__Défi 1__. Indiquez combien de lignes des entrées contiennent la chaîne « black », en tenant compte de la casse. Donnez seulement ce nombre.

Mme la présidente Caroline Yadan. Monsieur Roche, vous avez eu une carrière très riche : vous avez notamment été premier conseiller à l’ambassade de France en Israël, directeur des affaires stratégiques, de sécurité et du désarmement au ministère des affaires étrangères, directeur de cabinet du ministre, puis ambassadeur en Iran. Depuis le 26 mars 2025, vous dirigez le secrétariat général de la défense et de la sécurité nationale (SGDSN) qui, placé auprès du premier ministre, assure la coordination interministérielle sur l’ensemble des questions stratégiques de défense et de sécurité nationale, comme la lutte contre le terrorisme et contre les ingérences numériques étrangères. Vous assurez également le secrétariat du Conseil de défense et de sécurité nationale (CDSN) présidé par le chef de l’État.

Je rappelle qu’à la suite du CDSN du 7 juillet 2025, le président a estimé que certains dispositifs de la loi du 24 août 2021 confortant le respect des principes de la République étaient insuffisants et qu’il convenait de prendre des mesures supplémentaires d’entrave, telle la dévolution des biens des associations dissoutes.

Comme vous le savez, nos travaux portent sur les mouvements islamistes en France et leur stratégie pour nouer des liens avec les élus nationaux ou locaux. Or lors de nos auditions, il a été souligné que les attaques terroristes du 7 octobre 2023 avaient marqué un tournant en matière d’entrisme islamiste, en permettant notamment la convergence de certaines revendications entre les mouvements propageant cette idéologie et des représentants de partis d’extrême gauche. Faites-vous également ce constat ?

Viginum, le service de vigilance et de protection contre les ingérences numériques étrangères, est rattaché au SGDSN. Quelles ingérences numériques étrangères influencent le débat public ? Quelles sont leurs cibles ? Quelles mesures sont prises pour lutter contre ce phénomène, notamment dans la perspective des prochaines échéances électorales ?

L’article 6 de l’ordonnance du 17 novembre 1958 relative au fonctionnement des assemblées parlementaires impose aux personnes auditionnées par une commission d’enquête de prêter le serment de dire la vérité, toute la vérité, rien que la vérité.

(M. Nicolas Roche prête serment.)

M. Nicolas Roche, secrétaire général de la défense et de la sécurité nationale. Je vous suis très reconnaissant d’avoir bien voulu accepter le huis clos : d’abord parce qu’en tant que représentant de l’institution dépositaire de la réglementation du secret de la défense nationale, mes missions requièrent de la discrétion et du secret ; ensuite parce qu’exprimer des propos mal maîtrisés sur ces sujets dans une circonstance aussi officielle peut avoir des conséquences néfastes et gêner notre pays.

__Entrées fournies__.
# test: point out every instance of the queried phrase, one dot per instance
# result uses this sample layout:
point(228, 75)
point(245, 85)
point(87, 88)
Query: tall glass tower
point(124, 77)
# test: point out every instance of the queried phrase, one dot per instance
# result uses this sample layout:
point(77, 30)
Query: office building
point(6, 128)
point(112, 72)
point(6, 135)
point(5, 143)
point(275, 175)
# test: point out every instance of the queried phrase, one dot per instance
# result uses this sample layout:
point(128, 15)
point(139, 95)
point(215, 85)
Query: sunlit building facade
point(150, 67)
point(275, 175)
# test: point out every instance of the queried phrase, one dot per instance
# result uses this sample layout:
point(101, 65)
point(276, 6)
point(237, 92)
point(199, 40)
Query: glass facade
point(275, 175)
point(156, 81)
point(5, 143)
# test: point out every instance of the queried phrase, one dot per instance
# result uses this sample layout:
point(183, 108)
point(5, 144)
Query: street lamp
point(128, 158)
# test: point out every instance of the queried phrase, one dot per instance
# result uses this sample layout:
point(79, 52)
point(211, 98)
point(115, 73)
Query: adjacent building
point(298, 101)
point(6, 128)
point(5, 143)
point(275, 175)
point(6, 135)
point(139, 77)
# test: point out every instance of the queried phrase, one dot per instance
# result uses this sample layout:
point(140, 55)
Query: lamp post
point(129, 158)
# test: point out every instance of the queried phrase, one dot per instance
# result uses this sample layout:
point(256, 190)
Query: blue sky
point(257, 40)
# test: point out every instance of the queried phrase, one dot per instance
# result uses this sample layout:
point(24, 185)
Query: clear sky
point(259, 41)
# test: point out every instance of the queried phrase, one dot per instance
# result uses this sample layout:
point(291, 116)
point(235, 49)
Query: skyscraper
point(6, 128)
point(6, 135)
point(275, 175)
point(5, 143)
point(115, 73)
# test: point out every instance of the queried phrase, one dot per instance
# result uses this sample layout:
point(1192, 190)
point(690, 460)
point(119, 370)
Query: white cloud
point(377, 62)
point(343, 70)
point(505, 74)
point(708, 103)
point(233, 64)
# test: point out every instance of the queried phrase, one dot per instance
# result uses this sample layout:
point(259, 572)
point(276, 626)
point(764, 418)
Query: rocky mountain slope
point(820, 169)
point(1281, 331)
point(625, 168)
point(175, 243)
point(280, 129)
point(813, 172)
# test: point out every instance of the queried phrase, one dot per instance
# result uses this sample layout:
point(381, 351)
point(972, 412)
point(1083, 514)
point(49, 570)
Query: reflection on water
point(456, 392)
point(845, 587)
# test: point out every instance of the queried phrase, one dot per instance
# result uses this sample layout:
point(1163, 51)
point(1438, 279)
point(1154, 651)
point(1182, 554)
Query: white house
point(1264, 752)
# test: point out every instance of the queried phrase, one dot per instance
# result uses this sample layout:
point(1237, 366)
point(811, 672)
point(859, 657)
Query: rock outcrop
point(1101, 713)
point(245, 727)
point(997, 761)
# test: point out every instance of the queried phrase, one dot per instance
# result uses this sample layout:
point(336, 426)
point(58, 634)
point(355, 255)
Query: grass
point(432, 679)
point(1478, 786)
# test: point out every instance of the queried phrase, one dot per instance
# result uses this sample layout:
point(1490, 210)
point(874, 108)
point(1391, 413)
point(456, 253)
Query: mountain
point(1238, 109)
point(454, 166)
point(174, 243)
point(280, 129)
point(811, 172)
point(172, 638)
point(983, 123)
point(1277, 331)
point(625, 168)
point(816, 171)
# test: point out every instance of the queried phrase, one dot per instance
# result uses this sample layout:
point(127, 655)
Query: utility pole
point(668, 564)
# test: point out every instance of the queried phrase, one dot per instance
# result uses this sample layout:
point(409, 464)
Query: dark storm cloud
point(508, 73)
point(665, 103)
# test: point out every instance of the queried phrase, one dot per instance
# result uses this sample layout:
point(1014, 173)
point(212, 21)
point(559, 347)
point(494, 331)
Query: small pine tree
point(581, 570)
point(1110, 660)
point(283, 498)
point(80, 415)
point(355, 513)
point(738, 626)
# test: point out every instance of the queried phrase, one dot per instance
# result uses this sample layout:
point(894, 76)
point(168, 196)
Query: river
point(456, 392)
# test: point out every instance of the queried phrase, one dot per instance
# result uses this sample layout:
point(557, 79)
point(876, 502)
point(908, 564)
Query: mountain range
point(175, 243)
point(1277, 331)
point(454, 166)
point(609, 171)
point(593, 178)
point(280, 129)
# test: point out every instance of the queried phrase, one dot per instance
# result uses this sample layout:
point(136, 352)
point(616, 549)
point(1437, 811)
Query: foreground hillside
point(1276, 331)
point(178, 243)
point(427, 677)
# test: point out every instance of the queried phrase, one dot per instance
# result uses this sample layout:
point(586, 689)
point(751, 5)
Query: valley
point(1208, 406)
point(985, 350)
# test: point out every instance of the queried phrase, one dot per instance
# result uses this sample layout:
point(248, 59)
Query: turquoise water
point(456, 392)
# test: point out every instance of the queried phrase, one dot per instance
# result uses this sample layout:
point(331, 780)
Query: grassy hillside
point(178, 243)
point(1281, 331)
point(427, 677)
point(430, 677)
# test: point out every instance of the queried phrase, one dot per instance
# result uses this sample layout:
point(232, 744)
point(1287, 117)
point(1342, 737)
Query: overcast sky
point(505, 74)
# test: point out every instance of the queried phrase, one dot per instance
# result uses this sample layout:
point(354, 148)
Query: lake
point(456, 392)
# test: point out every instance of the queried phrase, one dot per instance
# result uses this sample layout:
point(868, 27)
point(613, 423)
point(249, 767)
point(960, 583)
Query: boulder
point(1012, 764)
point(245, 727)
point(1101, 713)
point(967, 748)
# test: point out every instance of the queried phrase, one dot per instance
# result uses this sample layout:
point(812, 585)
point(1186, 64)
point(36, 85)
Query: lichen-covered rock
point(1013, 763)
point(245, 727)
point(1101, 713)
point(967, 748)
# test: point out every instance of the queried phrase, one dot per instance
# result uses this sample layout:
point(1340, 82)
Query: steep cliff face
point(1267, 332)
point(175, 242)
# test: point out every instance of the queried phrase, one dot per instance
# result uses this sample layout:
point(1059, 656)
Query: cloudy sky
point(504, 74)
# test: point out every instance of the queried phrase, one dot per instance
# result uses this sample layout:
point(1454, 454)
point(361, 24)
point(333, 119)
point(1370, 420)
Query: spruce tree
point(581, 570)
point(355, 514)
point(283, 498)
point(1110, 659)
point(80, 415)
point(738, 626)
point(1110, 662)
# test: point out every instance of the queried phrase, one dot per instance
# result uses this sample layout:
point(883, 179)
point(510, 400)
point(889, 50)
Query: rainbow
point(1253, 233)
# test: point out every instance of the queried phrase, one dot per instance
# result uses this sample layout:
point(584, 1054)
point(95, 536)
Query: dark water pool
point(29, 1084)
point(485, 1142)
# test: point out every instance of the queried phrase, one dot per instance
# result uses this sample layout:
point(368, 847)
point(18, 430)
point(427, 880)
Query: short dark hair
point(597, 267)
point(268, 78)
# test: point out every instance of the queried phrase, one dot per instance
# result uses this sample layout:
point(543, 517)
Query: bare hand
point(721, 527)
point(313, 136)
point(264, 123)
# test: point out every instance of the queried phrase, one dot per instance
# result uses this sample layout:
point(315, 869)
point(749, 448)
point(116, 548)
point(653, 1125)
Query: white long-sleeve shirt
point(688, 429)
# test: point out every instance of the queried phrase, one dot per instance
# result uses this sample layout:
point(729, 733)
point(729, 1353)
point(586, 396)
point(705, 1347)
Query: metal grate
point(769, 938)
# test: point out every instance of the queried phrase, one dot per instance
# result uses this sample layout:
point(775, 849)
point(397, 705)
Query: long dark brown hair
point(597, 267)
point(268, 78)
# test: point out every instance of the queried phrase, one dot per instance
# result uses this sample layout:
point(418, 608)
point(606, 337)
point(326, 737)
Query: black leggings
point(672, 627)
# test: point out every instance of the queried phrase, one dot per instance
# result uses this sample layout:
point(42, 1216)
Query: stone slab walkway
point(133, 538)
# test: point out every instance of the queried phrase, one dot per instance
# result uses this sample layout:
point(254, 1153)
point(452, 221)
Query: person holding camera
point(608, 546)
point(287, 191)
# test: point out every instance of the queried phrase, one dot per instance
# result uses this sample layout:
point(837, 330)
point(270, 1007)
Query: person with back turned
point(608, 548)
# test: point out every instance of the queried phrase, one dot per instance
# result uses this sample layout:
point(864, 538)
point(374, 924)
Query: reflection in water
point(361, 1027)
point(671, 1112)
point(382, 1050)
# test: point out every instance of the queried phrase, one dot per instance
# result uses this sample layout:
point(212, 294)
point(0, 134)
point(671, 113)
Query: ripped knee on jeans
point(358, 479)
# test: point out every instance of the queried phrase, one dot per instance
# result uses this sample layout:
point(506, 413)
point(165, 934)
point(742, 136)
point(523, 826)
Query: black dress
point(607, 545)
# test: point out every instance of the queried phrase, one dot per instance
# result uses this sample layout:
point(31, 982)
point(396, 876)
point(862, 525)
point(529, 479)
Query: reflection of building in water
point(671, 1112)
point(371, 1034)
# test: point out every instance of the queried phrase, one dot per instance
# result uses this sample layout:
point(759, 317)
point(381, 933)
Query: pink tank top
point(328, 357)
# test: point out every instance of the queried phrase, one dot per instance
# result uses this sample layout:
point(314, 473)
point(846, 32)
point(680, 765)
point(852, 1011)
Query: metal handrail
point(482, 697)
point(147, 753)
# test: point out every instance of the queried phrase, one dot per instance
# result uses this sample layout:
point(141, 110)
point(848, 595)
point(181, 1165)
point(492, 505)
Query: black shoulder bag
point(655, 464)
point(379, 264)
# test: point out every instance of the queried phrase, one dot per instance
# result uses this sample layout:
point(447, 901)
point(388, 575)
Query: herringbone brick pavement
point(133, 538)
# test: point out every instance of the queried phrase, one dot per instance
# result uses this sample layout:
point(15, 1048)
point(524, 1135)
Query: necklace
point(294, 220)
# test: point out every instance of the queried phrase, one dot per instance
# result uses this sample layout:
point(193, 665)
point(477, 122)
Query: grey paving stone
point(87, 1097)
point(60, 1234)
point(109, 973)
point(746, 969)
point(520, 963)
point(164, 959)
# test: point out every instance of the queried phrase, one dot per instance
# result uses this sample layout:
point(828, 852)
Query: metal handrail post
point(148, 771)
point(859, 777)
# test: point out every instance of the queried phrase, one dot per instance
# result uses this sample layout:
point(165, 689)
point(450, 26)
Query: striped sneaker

__Défi 2__.
Pour chacune des affirmations suivantes, répondez oui ou non selon qu’elle concorde avec l’extrait, et citez mot pour mot les mots de l’extrait qui tranchent.
(a) Nicolas Roche dirige le SGDSN depuis le 26 mars 2025.
(b) Le CDSN est présidé par le premier ministre.
(c) Viginum est rattaché au ministère des affaires étrangères.

__Corrigé 1__. 3

__Corrigé 2__.
(a) Oui : « Depuis le 26 mars 2025, vous dirigez le secrétariat général de la défense et de la sécurité nationale (SGDSN) ».
(b) Non : « Conseil de défense et de sécurité nationale (CDSN) présidé par le chef de l’État ».
(c) Non : « Viginum, le service de vigilance et de protection contre les ingérences numériques étrangères, est rattaché au SGDSN ».